** Opening Records to process block **

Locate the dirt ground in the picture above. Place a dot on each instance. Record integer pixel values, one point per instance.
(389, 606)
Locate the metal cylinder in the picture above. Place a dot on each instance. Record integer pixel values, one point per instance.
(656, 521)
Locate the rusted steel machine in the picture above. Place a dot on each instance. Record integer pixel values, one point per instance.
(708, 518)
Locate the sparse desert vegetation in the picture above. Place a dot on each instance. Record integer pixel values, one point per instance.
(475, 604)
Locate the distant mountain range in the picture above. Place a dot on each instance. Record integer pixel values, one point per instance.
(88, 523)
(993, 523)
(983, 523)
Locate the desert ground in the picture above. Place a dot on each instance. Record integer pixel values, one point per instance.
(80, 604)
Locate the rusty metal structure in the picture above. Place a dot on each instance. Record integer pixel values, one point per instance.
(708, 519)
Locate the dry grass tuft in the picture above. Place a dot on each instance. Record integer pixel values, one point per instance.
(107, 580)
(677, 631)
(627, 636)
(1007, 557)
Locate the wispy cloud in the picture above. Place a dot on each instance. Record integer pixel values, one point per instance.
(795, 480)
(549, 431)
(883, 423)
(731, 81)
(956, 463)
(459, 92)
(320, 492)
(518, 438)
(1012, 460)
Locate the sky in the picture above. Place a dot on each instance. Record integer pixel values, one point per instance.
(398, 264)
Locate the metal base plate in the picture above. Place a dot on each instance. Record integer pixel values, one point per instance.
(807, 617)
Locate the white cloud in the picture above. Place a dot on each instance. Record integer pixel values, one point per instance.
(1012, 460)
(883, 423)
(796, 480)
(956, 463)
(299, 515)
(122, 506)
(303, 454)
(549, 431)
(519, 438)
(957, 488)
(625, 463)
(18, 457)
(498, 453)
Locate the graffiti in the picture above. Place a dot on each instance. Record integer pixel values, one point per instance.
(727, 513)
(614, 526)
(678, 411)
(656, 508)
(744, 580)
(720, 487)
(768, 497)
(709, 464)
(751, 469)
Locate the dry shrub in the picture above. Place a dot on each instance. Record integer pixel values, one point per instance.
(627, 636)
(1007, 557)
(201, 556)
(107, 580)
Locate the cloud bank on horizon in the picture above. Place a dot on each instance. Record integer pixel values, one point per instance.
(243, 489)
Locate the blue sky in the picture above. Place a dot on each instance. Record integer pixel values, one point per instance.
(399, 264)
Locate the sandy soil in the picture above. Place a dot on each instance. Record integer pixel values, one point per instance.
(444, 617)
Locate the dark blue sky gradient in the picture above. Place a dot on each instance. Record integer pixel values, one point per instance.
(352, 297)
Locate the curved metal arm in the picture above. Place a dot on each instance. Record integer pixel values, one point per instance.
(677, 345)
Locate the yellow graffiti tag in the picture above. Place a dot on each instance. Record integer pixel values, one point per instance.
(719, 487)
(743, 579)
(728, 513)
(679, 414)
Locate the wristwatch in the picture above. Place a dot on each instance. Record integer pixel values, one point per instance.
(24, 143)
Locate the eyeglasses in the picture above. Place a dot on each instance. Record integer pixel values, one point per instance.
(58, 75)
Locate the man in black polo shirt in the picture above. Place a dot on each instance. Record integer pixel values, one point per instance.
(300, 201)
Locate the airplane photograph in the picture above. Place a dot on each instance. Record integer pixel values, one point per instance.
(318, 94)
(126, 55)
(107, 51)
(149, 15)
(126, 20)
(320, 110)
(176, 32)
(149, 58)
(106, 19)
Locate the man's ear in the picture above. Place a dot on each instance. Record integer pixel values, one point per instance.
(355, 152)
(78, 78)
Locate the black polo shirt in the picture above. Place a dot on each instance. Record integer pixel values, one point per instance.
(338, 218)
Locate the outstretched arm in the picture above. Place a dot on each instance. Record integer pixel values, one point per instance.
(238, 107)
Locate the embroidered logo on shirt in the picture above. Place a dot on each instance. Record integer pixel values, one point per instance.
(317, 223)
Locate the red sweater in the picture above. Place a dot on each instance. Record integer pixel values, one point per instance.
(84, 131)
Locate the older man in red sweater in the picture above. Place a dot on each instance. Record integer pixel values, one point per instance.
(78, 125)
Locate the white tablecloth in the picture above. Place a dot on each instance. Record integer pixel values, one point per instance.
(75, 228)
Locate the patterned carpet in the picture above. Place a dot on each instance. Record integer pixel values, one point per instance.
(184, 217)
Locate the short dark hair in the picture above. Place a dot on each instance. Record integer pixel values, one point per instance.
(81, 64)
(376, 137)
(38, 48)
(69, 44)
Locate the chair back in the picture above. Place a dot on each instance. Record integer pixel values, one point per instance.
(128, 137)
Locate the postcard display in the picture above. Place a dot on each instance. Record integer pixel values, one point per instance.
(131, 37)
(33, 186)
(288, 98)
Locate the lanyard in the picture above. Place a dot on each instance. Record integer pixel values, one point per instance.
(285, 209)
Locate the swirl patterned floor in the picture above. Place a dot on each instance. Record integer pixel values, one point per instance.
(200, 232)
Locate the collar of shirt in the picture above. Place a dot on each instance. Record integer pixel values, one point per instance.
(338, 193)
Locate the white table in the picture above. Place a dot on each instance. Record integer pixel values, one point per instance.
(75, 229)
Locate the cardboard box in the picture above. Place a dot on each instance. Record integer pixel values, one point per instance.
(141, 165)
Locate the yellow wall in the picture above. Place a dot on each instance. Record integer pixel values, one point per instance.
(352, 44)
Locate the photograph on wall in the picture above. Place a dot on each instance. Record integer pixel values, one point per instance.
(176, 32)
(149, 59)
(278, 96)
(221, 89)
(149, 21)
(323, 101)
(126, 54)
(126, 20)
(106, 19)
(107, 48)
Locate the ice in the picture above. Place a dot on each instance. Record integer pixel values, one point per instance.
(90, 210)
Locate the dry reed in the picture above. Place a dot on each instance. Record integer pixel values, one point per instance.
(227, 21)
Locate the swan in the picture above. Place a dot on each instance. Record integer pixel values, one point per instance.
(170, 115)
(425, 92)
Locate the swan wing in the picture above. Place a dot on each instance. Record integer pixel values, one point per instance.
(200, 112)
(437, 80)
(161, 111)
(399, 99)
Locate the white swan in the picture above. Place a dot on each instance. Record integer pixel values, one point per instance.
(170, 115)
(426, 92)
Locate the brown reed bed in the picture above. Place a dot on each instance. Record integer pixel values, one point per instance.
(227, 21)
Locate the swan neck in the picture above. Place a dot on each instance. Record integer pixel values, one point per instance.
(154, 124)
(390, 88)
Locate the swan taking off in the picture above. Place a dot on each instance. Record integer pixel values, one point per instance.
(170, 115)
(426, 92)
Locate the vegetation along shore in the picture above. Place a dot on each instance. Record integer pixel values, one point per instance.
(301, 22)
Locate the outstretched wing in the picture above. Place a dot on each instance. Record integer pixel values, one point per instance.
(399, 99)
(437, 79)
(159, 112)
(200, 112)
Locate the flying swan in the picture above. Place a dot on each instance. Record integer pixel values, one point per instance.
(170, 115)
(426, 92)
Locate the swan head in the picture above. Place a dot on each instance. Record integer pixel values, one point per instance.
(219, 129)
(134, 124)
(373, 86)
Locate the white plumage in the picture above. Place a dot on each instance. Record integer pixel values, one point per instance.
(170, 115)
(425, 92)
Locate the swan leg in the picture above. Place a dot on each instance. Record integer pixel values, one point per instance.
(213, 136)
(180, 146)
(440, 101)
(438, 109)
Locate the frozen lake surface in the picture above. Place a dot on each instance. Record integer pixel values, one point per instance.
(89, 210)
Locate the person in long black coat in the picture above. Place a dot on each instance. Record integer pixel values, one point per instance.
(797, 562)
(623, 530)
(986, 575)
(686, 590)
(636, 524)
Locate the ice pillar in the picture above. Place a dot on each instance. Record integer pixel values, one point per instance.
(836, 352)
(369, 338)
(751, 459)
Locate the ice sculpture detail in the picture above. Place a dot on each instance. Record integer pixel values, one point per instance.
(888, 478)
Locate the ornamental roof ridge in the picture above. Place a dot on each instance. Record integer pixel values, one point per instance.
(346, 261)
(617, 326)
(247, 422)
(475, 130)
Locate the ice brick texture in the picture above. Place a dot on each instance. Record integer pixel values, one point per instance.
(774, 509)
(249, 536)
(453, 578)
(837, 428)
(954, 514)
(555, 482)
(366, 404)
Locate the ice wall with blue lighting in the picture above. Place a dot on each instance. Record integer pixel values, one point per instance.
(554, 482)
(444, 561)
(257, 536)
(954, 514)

** Closing Records to process block **

Exactly reproduce the line containing "Locate the ornamental" and all lines after it in the material, stopping only at the end.

Locate the ornamental roof ridge in the picture above. Place a dot on each instance. Record integer pixel values, one point per instance.
(346, 261)
(617, 326)
(247, 422)
(475, 130)
Locate the ice brick texture in the picture above. Place a dot on each instance. Record integer pixel values, one point per instance.
(774, 509)
(249, 536)
(453, 578)
(837, 428)
(954, 514)
(555, 482)
(366, 404)
Locate the ice wall with blue lighting in the picture above. Place a dot on each instance. Record integer pixel values, one point per instance.
(554, 482)
(444, 561)
(257, 536)
(954, 514)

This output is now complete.